→ RECORDED INFORMATION

####

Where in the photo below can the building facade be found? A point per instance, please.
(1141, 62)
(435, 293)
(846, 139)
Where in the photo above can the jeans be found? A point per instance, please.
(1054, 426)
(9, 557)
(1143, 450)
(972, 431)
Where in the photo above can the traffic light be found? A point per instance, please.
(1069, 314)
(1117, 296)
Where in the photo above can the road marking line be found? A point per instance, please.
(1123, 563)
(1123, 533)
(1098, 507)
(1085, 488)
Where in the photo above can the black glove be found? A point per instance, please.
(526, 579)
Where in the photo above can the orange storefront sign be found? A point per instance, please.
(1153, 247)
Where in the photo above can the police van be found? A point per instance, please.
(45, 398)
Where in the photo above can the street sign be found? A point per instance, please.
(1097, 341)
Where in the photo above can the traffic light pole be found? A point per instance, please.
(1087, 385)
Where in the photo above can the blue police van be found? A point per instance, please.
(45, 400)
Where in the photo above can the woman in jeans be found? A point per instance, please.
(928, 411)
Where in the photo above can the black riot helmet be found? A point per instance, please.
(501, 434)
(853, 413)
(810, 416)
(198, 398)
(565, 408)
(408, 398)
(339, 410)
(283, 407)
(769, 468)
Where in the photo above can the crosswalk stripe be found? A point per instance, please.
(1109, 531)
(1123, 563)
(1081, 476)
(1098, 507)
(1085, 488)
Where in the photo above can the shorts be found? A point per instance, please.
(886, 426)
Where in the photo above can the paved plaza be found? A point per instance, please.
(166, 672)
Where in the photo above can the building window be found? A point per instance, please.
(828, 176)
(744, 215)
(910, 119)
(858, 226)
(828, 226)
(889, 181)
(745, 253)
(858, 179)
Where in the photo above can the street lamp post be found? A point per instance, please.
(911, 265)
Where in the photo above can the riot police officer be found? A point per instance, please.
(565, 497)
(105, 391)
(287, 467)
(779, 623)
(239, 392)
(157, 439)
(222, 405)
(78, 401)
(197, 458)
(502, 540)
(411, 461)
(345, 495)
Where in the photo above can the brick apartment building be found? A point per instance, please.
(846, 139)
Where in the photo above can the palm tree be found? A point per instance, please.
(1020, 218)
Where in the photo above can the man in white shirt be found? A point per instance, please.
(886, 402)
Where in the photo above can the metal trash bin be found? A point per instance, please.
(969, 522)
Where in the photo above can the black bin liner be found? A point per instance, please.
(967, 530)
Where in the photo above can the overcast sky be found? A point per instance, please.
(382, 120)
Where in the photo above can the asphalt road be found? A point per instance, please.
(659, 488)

####

→ PROBLEM
Restate the listing in full, word for word.

→ EXERCISE SOLUTION
Where in the photo below can the building facade be found? A point per instance, please.
(1141, 62)
(435, 293)
(846, 139)
Where in the photo above can the jeans be found? A point per instance, please.
(1054, 426)
(9, 557)
(1143, 450)
(972, 431)
Where in the photo above can the traffic light be found? A point per instance, please.
(1069, 314)
(1117, 296)
Where in the photo above can the road marking line be found? A point per instance, please.
(1123, 563)
(1123, 533)
(1098, 507)
(1085, 488)
Where in the photo above can the black glove be found? A point per instance, please.
(526, 579)
Where in the photo above can the orange storefront sign be found? A point per instance, please.
(1153, 247)
Where in the photo above can the police van be found? A point per instance, please.
(45, 398)
Where in the photo above can the street sign be found? A point per instance, please.
(1097, 341)
Where in the photo above can the traffic light pole be found? A point per instance, please.
(1087, 385)
Where in the photo above can the blue police van be found? A point per instance, please.
(45, 400)
Where in the photo above can the woman in jeans be found? A point per instance, please.
(928, 411)
Where in the photo above can the black riot helmet be found? A point per instance, please.
(501, 434)
(853, 413)
(810, 416)
(198, 398)
(565, 408)
(408, 398)
(339, 410)
(283, 407)
(769, 468)
Where in the photo above can the crosswalk stripe be found? A point per instance, please.
(1109, 531)
(1123, 563)
(1081, 476)
(1098, 507)
(1085, 488)
Where in the photo above can the shorts be found? A point per instance, please.
(886, 426)
Where in the photo above can the paved plaza be found? A point per instance, please.
(166, 672)
Where in the photo above can the building window be found? A point per instance, please.
(828, 176)
(744, 215)
(910, 119)
(858, 226)
(828, 226)
(889, 181)
(745, 253)
(858, 179)
Where in the photo above can the street lamp post be found? A point per instance, please.
(911, 265)
Where in the photo above can the riot police officer be found? A point per instance, please.
(565, 497)
(105, 391)
(287, 467)
(779, 623)
(239, 392)
(157, 439)
(222, 405)
(78, 401)
(197, 458)
(502, 540)
(411, 461)
(345, 495)
Where in the photo above can the brick apartment building be found? A point per instance, please.
(846, 139)
Where in the photo above can the palm tree be found? A point per instance, please.
(1020, 218)
Where in the photo above can the man in white shirt be found? A point per instance, please.
(886, 402)
Where in the photo above can the metal trash bin be found? A point per instance, please.
(969, 522)
Where in the photo above can the black bin liner be found? A point per instance, please.
(967, 530)
Where in the photo above can the overcast sky be found? A point per instance, please.
(382, 120)
Where in the photo above can the asphalt road be found? A point per instance, please.
(659, 488)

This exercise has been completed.